Dataset records about object locations:
---

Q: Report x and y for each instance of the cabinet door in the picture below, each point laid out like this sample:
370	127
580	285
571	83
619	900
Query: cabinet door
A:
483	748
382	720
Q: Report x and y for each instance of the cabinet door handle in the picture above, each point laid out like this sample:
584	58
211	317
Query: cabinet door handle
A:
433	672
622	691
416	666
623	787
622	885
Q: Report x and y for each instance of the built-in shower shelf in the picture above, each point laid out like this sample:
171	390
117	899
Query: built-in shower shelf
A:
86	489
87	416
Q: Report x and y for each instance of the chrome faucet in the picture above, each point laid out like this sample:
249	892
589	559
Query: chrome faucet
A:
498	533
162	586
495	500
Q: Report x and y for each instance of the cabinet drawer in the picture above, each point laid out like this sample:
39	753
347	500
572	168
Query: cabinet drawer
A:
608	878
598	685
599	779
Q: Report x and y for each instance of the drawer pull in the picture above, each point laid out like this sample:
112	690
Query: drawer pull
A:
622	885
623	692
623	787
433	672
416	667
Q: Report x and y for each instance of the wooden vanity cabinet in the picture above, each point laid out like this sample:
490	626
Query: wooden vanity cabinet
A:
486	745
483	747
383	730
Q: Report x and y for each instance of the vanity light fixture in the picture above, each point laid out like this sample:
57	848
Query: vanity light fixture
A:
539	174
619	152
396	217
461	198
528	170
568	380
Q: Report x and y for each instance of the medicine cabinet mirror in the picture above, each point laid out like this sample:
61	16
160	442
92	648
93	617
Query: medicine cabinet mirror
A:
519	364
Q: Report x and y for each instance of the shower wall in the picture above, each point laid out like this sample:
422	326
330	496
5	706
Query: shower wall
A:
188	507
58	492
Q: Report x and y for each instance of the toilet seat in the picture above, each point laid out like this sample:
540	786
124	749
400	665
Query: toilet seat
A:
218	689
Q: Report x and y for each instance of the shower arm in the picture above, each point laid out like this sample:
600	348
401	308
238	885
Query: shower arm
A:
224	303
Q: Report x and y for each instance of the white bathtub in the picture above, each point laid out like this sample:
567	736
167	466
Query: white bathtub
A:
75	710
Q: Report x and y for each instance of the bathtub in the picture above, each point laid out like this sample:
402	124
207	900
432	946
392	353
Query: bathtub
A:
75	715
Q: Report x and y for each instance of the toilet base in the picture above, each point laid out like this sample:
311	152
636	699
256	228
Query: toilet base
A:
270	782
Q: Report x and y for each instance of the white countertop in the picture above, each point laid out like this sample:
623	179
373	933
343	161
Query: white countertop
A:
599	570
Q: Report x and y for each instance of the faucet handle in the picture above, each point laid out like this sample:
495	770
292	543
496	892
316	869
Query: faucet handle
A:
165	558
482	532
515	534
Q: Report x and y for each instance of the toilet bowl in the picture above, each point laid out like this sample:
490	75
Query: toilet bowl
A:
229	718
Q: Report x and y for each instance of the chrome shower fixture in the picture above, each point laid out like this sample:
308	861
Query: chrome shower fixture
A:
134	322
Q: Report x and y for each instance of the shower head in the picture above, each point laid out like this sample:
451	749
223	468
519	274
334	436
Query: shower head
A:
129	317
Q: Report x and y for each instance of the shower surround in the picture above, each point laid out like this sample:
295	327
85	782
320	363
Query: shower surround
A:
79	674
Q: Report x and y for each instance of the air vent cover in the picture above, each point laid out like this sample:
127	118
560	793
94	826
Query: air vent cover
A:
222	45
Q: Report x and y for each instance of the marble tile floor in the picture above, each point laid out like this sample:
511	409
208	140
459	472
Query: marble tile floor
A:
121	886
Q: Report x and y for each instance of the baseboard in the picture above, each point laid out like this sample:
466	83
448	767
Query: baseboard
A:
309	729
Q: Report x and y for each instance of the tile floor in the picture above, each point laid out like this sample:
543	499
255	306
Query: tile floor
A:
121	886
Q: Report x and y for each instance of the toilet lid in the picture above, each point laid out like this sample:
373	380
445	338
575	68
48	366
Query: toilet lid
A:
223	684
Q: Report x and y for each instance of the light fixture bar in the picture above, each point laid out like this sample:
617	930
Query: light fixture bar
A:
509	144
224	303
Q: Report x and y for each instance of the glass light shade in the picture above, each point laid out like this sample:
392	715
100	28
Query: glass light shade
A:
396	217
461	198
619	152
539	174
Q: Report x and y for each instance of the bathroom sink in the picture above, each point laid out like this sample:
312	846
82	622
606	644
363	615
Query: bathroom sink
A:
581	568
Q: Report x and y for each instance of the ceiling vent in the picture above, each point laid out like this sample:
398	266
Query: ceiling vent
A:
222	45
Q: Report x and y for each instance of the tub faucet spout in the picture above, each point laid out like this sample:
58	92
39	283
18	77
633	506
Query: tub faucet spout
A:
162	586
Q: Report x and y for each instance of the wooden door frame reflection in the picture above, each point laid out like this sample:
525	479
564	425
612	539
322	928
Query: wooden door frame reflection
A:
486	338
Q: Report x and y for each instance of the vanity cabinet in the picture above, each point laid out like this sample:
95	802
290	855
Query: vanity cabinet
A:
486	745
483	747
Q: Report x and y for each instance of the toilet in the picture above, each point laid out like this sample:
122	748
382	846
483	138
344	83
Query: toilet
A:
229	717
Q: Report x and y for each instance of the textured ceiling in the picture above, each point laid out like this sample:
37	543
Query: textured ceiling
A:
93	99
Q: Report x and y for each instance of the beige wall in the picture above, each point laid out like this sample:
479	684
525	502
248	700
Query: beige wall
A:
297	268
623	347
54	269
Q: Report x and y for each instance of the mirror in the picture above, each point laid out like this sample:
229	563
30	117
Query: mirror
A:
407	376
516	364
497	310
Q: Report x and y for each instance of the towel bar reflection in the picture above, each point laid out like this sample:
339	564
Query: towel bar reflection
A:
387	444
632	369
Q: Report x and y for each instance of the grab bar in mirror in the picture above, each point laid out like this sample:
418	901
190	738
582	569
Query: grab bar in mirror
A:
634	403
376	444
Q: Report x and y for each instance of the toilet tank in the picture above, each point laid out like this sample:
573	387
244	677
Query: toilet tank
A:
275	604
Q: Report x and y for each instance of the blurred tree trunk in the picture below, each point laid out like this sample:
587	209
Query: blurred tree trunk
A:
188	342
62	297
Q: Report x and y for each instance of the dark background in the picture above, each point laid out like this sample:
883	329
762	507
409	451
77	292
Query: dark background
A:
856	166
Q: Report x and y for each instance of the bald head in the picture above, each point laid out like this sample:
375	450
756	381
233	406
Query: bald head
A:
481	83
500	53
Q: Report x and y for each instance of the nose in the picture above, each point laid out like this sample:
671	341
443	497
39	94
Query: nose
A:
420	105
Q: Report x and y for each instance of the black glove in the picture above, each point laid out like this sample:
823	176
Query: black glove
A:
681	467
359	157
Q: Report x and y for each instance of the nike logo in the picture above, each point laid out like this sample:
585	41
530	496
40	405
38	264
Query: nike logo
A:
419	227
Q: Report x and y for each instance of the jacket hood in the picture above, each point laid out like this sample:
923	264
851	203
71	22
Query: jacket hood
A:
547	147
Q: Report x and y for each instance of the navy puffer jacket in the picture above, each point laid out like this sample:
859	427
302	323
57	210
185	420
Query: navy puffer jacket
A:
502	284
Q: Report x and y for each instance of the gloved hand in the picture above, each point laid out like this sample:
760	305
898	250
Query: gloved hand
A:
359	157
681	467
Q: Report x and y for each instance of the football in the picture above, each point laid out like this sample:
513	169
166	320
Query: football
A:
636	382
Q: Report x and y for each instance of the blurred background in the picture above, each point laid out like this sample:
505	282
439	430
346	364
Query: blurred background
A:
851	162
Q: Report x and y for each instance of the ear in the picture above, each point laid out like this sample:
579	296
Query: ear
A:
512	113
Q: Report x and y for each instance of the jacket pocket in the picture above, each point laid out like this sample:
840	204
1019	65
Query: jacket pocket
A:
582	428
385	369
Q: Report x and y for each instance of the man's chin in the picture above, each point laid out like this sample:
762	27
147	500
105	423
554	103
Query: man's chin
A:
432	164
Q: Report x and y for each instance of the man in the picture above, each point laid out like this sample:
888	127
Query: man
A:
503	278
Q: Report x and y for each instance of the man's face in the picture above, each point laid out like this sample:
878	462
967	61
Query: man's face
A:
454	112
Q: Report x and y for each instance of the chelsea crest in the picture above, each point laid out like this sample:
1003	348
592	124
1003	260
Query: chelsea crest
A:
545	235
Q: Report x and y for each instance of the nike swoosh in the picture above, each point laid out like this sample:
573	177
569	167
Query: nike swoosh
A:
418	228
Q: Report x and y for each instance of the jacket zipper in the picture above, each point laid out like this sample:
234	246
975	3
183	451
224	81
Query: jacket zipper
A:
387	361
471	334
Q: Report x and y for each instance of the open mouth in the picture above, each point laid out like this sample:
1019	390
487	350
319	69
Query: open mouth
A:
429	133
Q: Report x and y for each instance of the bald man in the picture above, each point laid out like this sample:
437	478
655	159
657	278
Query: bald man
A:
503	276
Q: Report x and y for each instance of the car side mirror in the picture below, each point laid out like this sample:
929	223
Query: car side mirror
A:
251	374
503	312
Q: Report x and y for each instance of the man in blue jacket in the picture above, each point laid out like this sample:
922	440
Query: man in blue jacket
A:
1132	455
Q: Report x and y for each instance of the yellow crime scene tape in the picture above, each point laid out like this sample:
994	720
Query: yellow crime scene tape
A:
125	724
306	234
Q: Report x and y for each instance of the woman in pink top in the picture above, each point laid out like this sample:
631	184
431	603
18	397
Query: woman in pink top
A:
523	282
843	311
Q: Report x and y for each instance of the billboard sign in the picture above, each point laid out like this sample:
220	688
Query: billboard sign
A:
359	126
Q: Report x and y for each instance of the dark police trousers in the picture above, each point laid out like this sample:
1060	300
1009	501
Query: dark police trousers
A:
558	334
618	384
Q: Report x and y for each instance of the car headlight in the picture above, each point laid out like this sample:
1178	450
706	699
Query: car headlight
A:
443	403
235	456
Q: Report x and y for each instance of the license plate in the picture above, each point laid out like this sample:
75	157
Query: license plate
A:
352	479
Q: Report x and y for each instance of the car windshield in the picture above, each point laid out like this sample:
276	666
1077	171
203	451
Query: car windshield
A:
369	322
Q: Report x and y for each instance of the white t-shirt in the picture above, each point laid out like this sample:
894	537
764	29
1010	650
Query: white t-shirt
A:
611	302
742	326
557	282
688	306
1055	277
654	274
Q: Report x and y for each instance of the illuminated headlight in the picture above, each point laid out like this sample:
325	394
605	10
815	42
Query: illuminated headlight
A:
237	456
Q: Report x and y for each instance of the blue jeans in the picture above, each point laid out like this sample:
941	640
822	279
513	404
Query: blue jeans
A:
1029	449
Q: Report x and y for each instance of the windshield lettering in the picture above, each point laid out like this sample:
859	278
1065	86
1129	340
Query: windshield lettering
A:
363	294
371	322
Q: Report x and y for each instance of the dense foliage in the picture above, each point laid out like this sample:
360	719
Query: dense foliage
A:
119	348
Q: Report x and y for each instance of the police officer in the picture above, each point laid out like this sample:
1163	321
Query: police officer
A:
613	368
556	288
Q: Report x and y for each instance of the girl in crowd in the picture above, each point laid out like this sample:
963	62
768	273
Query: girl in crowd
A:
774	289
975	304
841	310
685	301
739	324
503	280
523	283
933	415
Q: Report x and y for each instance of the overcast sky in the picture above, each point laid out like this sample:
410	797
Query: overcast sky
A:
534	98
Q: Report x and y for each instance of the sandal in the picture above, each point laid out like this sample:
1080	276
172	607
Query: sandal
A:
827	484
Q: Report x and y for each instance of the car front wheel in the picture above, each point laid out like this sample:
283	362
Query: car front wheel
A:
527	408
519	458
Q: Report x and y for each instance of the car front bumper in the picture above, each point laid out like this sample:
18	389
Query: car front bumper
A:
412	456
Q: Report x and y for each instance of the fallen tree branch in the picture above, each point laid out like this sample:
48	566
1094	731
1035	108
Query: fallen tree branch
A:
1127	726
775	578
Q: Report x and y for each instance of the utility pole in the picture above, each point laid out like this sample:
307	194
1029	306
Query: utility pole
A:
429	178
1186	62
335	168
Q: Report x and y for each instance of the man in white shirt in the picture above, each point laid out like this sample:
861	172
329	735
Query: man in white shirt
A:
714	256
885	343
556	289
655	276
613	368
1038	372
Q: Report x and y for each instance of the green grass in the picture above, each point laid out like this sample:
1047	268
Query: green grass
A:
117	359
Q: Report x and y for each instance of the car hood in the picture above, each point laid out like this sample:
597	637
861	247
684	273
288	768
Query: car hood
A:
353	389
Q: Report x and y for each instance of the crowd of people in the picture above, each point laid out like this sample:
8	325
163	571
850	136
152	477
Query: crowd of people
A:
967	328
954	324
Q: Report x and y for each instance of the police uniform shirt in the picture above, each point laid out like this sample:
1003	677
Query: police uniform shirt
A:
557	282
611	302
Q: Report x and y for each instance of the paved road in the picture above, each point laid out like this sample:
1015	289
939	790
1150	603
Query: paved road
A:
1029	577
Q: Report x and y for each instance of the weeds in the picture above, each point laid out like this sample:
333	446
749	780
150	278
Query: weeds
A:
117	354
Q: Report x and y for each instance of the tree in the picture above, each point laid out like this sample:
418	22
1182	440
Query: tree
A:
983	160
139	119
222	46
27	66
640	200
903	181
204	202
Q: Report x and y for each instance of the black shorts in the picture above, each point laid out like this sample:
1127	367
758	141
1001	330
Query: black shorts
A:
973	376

---

Word for word, quote the lines from the line containing "Q: Report x and y for each instance of the fallen" through the end of the material, both included, and nothing else.

Q: Report x and y for each instance of the fallen tree branch in the picture above, each point laid out like this sample:
48	566
1094	731
1035	108
Query: fallen tree branch
A:
1127	726
775	578
Q: Report x and y for each instance of the utility pole in the picture above, each point laid out like this sample:
307	194
1029	306
Query: utility pole
A:
429	178
1186	62
335	168
Q: Report x and y for each instance of the man in white shirt in the picture above, each point laid out like this sample:
861	172
329	735
Query: man in white shirt
A:
714	256
885	343
556	289
655	276
613	368
1038	372
Q: Report x and y for each instance of the green grass in the picture above, each point laid out like this sample:
1047	268
Query: green grass
A:
117	359
Q: Report x and y for each instance of the car hood in the picture above, each point laid out like this sample:
597	637
861	247
684	273
288	768
Query: car hood
A:
353	389
Q: Report x and y for each instance of the crowd of people in the picture above, each point laid out like this sample:
8	325
163	571
850	136
152	477
Query: crowd of people
A:
967	328
954	324
Q: Report x and y for each instance of the police uniform shirt in the picture above, each point laid out like this sample:
1003	677
Query: police uniform shirt
A:
557	282
611	302
Q: Report x and y for each instance of the paved road in the picture above, each point laid out like this sample:
1015	289
939	790
1150	603
Query: paved road
A:
1029	577
Q: Report x and y for each instance of the weeds in the picture above, each point laid out like this sample:
333	446
749	780
150	278
Query: weeds
A:
117	354
Q: Report x and y for each instance of the tree in the picture above, each point laid out like this sample:
418	22
1182	440
Query: tree
A:
983	160
139	119
222	46
27	66
640	200
903	181
204	202
Q: Report x and y for each instance of the black shorts in the picture above, each point laid out like this sample:
1127	367
758	141
1001	330
Query: black shorts
A:
973	376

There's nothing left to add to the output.